- [Set task A]:
Please change "export market" to "overseas market" in the article on Georgia cotton quality and give the passage again, starting at "These most recent" and ending at "some U.S. mills.".
- [Set task B]:
Write what comes next in the article on Georgia cotton quality, picking up after its final sentence.

- [Extract provided]:
━━━
Georgia — which tied with Mississippi in 2003 for second in U.S. cotton production — once enjoyed a reputation within the industry for high-quality fiber. But that's no longer the case. The quality of the state's cotton has declined in recent years, to the point of some textile mills avoiding Georgia cotton and farmers losing money due to deducts in certain grade categories. In this fourth installment of a ongoing series, Delta Farm Press takes a closer look at Georgia's fiber quality problems and what is being done to avoid the stigma of poor quality cotton.
It's not an overstatement to say that cotton fiber quality has reached a crisis point in Georgia. Extension specialists say at least four major U.S. textile mills have indicated their intent either to not purchase 2004 cotton from Georgia or to do so only with higher-than-normal standards.
A prominent merchant said recently that cotton grown in Georgia ranks last in the United States in quality and buyer preference.
These most recent events do not bode well for the Georgia's growers. “I haven't heard anything from merchants about how they are going to handle this, or how they will treat us,” says Steve M. Brown, University of Georgia Extension cotton specialist.
Such a negative stigma, however, could mean a wider basis in cash markets and larger discounts on less-than-desirable fiber quality. Contracts may not be as available to Georgia growers and bid prices could be less competitive.
With two-thirds of the U.S. crop now going into the export market, there are real concerns that Georgia's quality issue may have a ripple effect in foreign markets as well. Many foreign mills have advanced spinning technology, so they're demanding higher quality than some U.S. mills.
The first step towards resolving Georgia's quality issue, says Brown, is determining the specific problem. Reports from mills have been vague. But in general, the consensus is that Georgia cotton does not run efficiently in the yarn spinning process.
━━━
- [Records provided]:

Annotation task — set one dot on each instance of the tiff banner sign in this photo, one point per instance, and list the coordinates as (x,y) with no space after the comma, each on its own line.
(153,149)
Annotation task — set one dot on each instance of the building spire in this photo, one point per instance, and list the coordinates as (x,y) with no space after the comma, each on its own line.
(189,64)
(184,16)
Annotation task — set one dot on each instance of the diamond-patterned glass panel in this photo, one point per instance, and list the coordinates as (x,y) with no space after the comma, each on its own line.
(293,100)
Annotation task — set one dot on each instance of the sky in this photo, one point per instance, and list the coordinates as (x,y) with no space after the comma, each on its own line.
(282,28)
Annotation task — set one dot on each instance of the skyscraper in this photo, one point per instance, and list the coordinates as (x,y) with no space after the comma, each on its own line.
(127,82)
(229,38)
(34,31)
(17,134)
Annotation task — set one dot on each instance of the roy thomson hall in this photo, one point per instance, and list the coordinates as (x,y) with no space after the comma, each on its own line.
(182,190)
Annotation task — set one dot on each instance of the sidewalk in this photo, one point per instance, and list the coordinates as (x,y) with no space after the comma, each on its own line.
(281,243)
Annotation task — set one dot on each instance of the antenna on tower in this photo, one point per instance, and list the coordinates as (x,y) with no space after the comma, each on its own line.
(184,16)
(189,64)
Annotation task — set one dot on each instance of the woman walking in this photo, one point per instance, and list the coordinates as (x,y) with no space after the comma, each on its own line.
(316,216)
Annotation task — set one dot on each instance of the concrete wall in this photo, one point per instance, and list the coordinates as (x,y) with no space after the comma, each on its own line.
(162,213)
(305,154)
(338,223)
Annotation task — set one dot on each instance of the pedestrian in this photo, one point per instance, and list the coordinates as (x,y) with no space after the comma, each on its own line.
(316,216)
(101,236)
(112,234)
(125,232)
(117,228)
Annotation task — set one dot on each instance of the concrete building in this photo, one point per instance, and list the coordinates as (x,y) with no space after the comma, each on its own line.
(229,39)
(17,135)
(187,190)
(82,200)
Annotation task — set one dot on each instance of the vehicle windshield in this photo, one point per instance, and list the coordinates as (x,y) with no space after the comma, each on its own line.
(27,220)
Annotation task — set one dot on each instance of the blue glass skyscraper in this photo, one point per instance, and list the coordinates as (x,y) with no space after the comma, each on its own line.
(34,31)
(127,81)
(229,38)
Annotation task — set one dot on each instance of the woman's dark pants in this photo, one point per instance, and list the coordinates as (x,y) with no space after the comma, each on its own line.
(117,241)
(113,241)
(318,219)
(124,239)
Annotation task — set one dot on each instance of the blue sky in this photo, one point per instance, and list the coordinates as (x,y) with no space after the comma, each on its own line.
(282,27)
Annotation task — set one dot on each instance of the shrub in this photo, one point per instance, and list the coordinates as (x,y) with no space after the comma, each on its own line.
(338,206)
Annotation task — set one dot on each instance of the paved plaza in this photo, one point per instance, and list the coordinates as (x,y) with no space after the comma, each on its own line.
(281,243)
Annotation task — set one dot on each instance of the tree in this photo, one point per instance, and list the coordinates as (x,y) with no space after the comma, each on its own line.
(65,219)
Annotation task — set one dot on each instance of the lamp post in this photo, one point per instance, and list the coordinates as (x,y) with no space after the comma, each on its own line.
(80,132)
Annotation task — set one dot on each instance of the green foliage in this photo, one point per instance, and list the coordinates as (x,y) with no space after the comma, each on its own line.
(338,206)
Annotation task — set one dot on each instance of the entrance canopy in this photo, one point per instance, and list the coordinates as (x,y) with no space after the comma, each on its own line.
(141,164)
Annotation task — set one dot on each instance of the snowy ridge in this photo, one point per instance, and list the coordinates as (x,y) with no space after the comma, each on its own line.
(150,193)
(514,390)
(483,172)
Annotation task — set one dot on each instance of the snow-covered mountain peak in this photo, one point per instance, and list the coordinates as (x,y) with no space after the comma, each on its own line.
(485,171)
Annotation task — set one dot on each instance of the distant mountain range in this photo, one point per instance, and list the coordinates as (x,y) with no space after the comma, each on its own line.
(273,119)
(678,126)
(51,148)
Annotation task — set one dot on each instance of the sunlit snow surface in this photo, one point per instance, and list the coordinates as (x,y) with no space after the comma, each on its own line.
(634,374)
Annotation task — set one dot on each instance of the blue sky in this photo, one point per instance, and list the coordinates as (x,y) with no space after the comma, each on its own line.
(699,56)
━━━
- [Written response A]:
These most recent events do not bode well for the Georgia's growers. “I haven't heard anything from merchants about how they are going to handle this, or how they will treat us,” says Steve M. Brown, University of Georgia Extension cotton specialist.
Such a negative stigma, however, could mean a wider basis in cash markets and larger discounts on less-than-desirable fiber quality. Contracts may not be as available to Georgia growers and bid prices could be less competitive.
With two-thirds of the U.S. crop now going into the overseas market, there are real concerns that Georgia's quality issue may have a ripple effect in foreign markets as well. Many foreign mills have advanced spinning technology, so they're demanding higher quality than some U.S. mills.

- [Written response B]:
“Is it short fiber or below-average fiber length uniformity? There's also the possibility that the problem cannot be identified with HVI data — the standards used in the USDA classing system. First and foremost, we have to identify the problem,” says Brown.
The Georgia Cotton Commission, says Brown, is working with a textile consultant to explore the quality issues with various textile mills. The goal, he adds, is to identify specific fiber parameters responsible for the problems so solutions can be determined. The Southeastern Cotton Ginners Association also is working with gins and certain mills to isolate any problems that may be occurring in handling and processing.
Questions have been raised about the role of variety selection in determining the quality of Georgia cotton, says Brown. Specifically, there have been discussions about the impact of DP 555 BG/RR on quality. The variety occupied about one-third of Georgia's acreage in 2003, and twice that amount is planted in the variety this year, says the agronomist.
“Obviously, the driving force for this variety is yield. Quality-wise, however, it is not a stellar choice. Although it is superior in length and perhaps micronaire compared to DP 458 BR — the dominant variety of previous years — fiber data indicate that DP 555 trends lower in terms of length uniformity and higher in short fiber content,” he says.
Clearly, says Brown, advancements in yield potential and fiber quality do not necessarily occur together. “Whether or not we can choose a variety based exclusively on yield with no regard for quality penalties and market discrimination is unknown — at least until the market speaks as to how Georgia cotton will be treated.”
It's too late, of course, for growers to do anything about variety selection for 2004. But there are a few things producers can do to help insure the quality of this year's crop, says Brown.
“Data has shown us that excessive stink bug damage significantly reduces every measure of fiber quality. So, it's important that we control stink bugs. Stink bugs, along with other bugs, feed on seed within young bolls and frequently cause internal rot. Anything that affects seed development also will affect fiber development.”
Timely defoliation also is important, notes Brown. “We need to get cotton out of the field when it's ready to pick. With considerations for weather and picker availability, fields should be defoliated at 60 to 70 percent open bolls. Too often, we wait until almost every boll is open before applying harvest aids. Most cotton should receive boll openers to expedite leaf drop and harvest readiness.”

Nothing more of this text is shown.